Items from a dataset
○ ○ ○

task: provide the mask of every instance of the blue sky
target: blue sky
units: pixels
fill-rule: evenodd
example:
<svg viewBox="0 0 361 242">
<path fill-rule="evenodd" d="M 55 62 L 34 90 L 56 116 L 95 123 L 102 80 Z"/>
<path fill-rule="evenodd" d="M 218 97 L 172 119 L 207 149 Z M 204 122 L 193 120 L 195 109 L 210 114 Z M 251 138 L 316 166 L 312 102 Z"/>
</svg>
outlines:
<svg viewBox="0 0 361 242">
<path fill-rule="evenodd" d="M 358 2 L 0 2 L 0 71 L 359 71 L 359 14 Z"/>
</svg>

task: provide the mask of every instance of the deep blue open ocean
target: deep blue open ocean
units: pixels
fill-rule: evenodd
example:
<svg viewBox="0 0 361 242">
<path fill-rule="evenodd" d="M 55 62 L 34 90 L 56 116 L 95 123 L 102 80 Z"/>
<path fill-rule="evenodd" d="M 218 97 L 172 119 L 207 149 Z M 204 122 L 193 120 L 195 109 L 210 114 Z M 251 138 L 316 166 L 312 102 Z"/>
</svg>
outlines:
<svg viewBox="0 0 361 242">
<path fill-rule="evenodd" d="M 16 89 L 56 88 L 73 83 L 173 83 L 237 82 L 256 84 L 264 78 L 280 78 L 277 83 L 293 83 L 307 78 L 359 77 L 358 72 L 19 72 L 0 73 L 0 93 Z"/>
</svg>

○ ○ ○

### What you should do
Transcribe every entry word for word.

### Answer space
task: provide the mask of every instance of the blue sky
target: blue sky
units: pixels
fill-rule: evenodd
example:
<svg viewBox="0 0 361 242">
<path fill-rule="evenodd" d="M 55 62 L 34 90 L 56 116 L 95 123 L 102 80 Z"/>
<path fill-rule="evenodd" d="M 218 97 L 172 119 L 207 149 Z M 204 122 L 193 120 L 195 109 L 210 114 Z M 251 138 L 316 166 L 312 102 Z"/>
</svg>
outlines:
<svg viewBox="0 0 361 242">
<path fill-rule="evenodd" d="M 358 2 L 0 2 L 0 71 L 359 71 L 359 14 Z"/>
</svg>

task: provide the mask of every instance of the deep blue open ocean
target: deep blue open ocean
units: pixels
fill-rule: evenodd
example:
<svg viewBox="0 0 361 242">
<path fill-rule="evenodd" d="M 55 62 L 34 90 L 56 116 L 95 123 L 102 80 Z"/>
<path fill-rule="evenodd" d="M 218 97 L 172 119 L 207 149 Z M 204 122 L 193 120 L 195 109 L 210 114 Z M 251 138 L 316 166 L 312 102 Z"/>
</svg>
outlines:
<svg viewBox="0 0 361 242">
<path fill-rule="evenodd" d="M 16 89 L 56 88 L 73 83 L 173 83 L 237 82 L 256 84 L 264 78 L 280 78 L 277 83 L 293 83 L 307 78 L 359 77 L 358 72 L 19 72 L 0 73 L 0 93 Z"/>
</svg>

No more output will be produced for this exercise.